= AIM OF THE EXERCISE =
Pick out every line in the items below that contains the string "tank", matching case exactly, and copy each one.

Point labeling examples
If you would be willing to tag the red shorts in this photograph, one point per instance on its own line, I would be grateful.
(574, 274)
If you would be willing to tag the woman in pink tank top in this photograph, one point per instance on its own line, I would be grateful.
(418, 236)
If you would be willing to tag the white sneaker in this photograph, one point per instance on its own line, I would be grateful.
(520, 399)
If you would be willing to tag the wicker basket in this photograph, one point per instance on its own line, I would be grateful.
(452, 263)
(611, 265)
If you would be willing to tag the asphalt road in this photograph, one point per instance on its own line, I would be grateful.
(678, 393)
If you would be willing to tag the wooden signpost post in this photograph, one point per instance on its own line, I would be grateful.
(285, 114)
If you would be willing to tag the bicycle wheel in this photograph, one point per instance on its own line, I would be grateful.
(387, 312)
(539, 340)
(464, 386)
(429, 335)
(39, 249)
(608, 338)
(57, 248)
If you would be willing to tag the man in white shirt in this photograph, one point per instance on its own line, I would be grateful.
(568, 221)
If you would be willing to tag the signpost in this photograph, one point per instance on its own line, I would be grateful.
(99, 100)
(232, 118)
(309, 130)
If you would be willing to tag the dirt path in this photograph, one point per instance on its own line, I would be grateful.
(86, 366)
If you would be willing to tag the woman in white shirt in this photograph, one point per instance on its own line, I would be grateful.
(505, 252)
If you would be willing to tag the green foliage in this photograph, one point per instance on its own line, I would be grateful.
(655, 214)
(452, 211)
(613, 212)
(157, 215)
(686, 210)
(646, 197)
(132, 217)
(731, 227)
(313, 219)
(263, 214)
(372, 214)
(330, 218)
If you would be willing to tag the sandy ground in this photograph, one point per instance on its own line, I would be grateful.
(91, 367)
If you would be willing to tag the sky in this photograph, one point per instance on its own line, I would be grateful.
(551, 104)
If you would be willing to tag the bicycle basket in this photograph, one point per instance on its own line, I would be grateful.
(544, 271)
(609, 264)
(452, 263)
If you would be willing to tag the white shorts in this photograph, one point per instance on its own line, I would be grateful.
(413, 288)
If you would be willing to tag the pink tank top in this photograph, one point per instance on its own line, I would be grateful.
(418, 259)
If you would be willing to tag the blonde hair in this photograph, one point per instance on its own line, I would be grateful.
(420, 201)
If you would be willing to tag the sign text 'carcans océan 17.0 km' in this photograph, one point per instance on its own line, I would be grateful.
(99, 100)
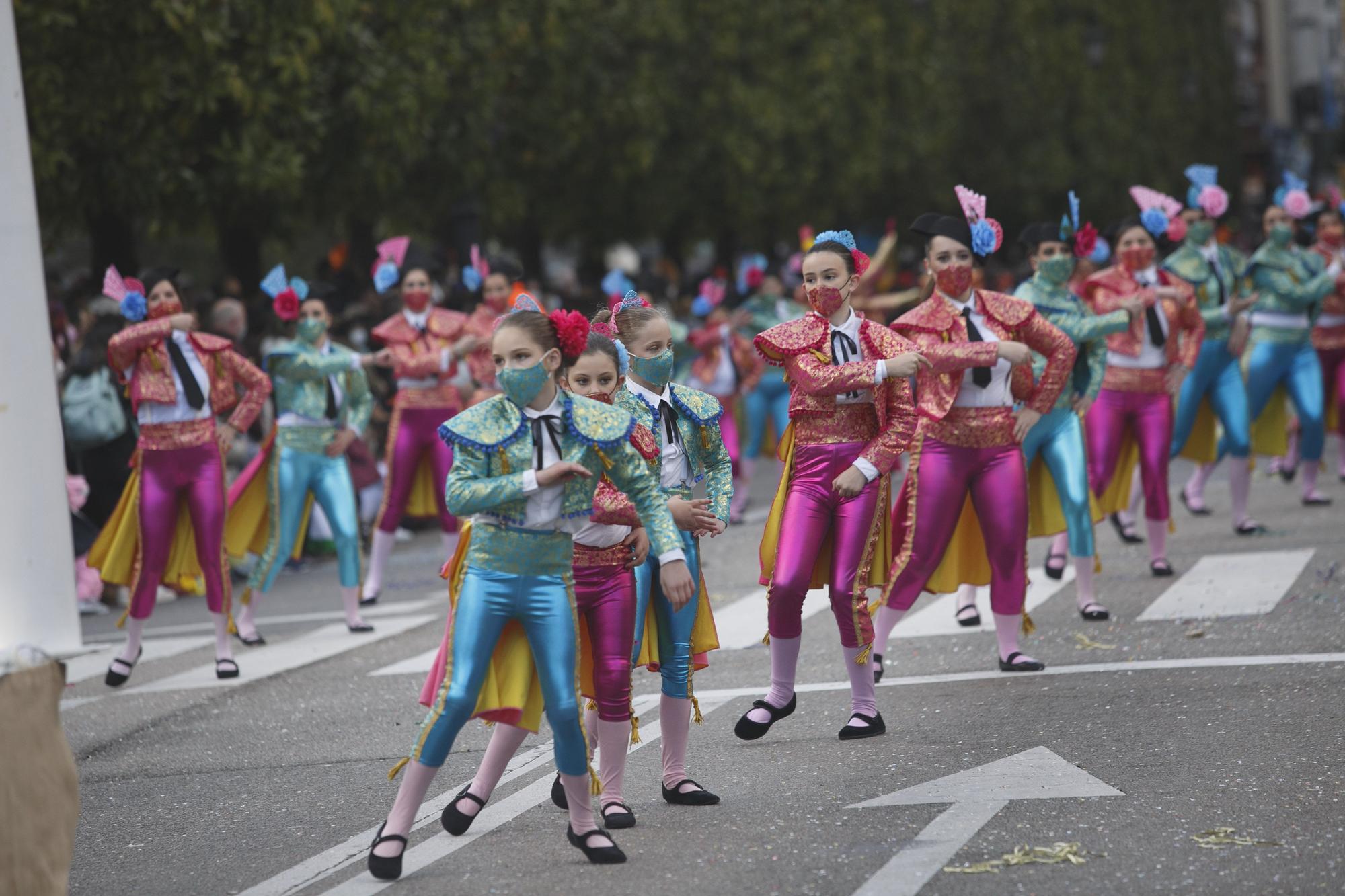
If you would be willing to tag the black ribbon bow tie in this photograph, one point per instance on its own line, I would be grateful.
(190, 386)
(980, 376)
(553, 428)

---

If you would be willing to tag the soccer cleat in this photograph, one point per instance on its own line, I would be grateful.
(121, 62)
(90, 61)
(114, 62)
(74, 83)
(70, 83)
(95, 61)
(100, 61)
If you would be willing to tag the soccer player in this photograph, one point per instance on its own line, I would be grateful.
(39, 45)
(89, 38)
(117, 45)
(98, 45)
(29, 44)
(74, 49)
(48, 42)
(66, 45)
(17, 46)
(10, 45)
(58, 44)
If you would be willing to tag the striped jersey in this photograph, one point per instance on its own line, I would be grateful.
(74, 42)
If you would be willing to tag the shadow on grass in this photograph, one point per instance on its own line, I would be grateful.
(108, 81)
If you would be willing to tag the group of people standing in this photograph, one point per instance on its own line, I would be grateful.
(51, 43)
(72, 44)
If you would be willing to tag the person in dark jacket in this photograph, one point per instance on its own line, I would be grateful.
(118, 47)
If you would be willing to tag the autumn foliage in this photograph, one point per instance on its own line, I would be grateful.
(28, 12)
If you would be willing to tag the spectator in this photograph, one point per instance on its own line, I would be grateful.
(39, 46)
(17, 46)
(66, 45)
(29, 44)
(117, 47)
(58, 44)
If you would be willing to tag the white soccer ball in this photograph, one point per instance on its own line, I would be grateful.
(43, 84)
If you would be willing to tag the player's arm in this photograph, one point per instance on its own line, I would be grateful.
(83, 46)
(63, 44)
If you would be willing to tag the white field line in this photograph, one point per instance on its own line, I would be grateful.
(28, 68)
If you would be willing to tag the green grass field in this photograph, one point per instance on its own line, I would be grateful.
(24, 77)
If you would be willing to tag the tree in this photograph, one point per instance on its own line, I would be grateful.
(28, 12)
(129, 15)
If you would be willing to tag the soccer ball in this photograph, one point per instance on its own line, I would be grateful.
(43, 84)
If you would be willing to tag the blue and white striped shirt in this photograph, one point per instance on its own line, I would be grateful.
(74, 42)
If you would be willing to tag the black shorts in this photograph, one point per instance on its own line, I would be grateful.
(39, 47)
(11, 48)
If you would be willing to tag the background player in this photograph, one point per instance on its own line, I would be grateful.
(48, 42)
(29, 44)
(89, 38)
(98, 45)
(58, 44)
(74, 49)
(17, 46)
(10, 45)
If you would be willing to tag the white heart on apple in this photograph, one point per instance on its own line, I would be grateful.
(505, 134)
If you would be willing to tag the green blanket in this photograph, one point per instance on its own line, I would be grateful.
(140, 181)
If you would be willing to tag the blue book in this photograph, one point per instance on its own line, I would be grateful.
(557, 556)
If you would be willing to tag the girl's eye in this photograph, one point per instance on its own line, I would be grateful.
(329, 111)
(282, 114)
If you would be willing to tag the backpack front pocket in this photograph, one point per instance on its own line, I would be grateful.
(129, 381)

--

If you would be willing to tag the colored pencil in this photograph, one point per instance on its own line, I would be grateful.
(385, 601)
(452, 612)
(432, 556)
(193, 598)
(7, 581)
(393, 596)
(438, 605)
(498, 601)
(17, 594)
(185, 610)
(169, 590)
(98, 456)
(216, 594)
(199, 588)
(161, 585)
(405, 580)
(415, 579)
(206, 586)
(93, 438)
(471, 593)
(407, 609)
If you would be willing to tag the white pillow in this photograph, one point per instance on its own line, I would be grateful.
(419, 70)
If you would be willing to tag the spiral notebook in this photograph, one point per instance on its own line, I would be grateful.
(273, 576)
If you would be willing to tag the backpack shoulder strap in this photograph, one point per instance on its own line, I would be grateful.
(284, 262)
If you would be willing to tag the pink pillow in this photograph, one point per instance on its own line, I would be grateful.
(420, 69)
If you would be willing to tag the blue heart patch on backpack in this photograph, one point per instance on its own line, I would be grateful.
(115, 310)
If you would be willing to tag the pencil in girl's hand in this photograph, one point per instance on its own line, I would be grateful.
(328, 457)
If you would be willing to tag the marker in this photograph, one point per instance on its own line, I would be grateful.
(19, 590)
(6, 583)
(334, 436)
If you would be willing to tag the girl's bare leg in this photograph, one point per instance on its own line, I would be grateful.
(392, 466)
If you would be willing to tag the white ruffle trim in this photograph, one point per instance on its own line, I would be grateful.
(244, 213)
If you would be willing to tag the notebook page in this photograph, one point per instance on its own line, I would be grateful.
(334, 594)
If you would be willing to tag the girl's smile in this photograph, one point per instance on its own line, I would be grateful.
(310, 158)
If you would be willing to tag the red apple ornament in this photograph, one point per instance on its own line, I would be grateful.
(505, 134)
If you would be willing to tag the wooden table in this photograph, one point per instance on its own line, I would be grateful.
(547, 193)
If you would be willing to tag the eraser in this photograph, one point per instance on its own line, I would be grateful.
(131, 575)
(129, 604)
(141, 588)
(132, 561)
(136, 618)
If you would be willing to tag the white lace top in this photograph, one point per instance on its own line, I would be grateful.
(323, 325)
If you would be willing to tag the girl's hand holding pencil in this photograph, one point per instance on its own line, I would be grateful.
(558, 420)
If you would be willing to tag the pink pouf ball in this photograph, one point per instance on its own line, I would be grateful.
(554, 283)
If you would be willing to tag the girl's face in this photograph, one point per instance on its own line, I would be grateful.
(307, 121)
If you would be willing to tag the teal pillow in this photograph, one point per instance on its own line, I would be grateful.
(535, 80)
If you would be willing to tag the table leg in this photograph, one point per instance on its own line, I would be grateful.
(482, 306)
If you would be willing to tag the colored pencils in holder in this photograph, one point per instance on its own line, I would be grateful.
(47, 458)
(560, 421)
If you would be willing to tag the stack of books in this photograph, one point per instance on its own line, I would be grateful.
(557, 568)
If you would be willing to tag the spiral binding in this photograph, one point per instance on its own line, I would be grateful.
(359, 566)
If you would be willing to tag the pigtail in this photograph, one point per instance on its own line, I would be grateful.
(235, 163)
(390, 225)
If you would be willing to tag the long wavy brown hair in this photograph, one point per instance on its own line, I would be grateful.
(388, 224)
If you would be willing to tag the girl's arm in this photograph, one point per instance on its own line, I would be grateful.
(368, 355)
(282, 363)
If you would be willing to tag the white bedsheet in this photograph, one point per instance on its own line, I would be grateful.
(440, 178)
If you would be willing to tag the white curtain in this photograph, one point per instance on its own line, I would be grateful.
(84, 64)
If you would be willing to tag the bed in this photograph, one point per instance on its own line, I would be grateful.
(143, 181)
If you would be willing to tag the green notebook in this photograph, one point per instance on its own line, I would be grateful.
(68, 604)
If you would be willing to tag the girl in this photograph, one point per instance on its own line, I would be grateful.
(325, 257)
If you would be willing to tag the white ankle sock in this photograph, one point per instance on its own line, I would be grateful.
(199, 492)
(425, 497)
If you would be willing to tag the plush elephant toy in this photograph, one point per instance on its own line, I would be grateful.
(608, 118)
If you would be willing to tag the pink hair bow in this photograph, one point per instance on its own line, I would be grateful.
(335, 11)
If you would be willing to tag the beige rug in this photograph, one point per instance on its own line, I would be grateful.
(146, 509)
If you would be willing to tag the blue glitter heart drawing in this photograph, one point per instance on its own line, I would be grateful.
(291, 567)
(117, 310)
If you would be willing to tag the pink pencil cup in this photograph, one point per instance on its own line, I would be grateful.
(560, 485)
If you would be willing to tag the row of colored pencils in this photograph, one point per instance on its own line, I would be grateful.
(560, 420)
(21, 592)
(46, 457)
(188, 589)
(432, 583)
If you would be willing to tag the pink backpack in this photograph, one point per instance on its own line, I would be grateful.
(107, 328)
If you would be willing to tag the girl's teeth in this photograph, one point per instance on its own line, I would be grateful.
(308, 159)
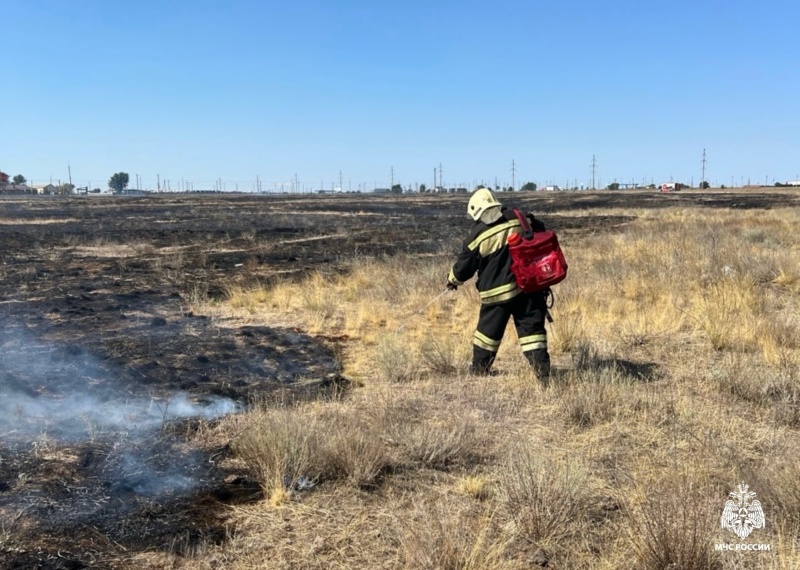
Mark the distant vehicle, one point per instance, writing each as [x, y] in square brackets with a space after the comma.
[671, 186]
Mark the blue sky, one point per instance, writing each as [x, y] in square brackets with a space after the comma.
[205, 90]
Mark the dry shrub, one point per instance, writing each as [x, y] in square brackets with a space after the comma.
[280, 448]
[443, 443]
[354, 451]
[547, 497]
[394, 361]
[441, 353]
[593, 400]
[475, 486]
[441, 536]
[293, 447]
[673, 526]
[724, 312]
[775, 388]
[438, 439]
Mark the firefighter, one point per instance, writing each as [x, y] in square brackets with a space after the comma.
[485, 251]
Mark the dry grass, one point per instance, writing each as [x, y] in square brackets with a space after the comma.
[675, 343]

= FULL RESPONSE =
If you would be willing to tag the woman in pink tank top in this photograph, one point per instance on its own line, I would be grateful.
If you would be willing to tag the pink tank top in this photograph, one point per instance on its own line, I would be grateful.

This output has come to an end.